> **What this task involves**
Please rewrite the passage of the supercomputer text that begins at the words "With a variety" and stops after "to make prototypes.", and swap "societal challenges" for "social problems".

> **Text**
23 Quadrillion floating-point operations per second

Fujitsu announced the global availability of the PRIMEHPC FX10 supercomputer, which is capable of scaling to a top theoretical processing performance of 23.2 petaflops (PFLOPS).  Assembled in a 1,024 rack, 98,304 node configuration the supercomputer was developed completely with Fujitsu components.  As an initiative of Japan's Ministry of Education, Culture, Sports, Science and Technology the system will be compatible with the "K computer" and is being developed by RIKEN and Fujitsu. It will be available worldwide.

With a variety of research applications to be used on Fujitsu hopes the new system will help expedite the academic research and product development of customers throughout the world. Leveraging the FX10 system they hope to make it possible to address societal challenges - including new drug development, disaster prevention, disaster mitigation, and other measures, to bring about a safe and secure society - and to pursue cutting-edge research, such as enabling the development and manufacturing of new materials without the need to make prototypes.

Product Features

PRIMEHPC FX10 features a variety of enhancements for high-performance computing, such as high memory bandwidth, scalable "Tofu" interconnects with 10 links, each delivering high performance levels of bidirectional 5 GB per second.  The new system will run on the recently released SPARC64 IXfx processors, which Fujitsu developed with 16 cores, 12MB shared L2 cache and have a power efficiency of more than 2 gigaflops per watt. Total system memory can scale from 12 Terabytes to over 6 Petabytes.  Fujitsu's proprietary Technical Computing Suite HPC middleware combined with their high-performance distributed file system, FEFS, enables sharing across 100,000 nodes.

Fujitsu expects to start shipping the PRIMEHPC FX10 systems in January 2012.

> **Supplied data**
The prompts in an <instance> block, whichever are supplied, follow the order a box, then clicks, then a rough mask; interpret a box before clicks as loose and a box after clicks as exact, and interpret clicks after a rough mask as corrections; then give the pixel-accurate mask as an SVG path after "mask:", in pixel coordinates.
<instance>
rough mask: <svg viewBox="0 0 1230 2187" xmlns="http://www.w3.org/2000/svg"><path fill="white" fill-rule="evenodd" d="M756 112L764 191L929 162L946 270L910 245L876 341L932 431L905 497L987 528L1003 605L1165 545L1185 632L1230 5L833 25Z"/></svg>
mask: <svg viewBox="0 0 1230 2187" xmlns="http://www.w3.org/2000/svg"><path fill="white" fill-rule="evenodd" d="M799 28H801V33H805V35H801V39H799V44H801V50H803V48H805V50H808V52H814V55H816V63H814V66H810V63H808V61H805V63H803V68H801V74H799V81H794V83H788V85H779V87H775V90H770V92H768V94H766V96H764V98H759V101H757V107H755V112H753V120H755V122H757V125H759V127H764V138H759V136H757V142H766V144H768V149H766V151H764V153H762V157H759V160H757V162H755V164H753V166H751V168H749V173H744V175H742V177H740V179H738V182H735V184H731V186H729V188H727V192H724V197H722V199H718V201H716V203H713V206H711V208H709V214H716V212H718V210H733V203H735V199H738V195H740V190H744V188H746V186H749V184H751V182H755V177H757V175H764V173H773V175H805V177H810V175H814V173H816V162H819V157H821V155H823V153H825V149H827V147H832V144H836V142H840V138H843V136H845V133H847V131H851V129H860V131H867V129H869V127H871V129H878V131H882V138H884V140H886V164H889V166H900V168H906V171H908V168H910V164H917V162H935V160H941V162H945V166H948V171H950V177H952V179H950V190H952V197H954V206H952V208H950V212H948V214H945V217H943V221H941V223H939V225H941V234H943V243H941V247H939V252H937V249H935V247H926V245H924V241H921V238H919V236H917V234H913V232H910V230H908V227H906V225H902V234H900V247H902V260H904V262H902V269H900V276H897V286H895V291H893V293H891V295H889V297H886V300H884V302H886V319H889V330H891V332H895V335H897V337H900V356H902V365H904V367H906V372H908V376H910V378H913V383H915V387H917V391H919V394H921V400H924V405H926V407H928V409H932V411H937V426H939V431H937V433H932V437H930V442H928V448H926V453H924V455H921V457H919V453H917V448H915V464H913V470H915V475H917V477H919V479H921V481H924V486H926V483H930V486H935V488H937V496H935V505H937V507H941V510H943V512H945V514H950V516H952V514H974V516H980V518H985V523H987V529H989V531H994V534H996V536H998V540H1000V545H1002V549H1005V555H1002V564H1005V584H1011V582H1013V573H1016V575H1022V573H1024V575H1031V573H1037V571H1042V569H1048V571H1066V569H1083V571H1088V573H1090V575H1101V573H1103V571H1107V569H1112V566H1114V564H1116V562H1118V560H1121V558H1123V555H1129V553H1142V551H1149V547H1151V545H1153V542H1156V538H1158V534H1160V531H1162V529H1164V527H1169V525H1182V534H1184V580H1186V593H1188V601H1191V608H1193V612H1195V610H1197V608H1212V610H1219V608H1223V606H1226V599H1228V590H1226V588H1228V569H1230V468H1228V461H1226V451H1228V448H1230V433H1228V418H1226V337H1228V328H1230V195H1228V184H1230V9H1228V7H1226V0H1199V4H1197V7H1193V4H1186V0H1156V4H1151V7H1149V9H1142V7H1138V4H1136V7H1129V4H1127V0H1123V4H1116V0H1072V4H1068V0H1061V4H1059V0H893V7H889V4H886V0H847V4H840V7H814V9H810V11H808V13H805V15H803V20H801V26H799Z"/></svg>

> **The answer**
With a variety of research applications to be used on Fujitsu hopes the new system will help expedite the academic research and product development of customers throughout the world. Leveraging the FX10 system they hope to make it possible to address social problems - including new drug development, disaster prevention, disaster mitigation, and other measures, to bring about a safe and secure society - and to pursue cutting-edge research, such as enabling the development and manufacturing of new materials without the need to make prototypes.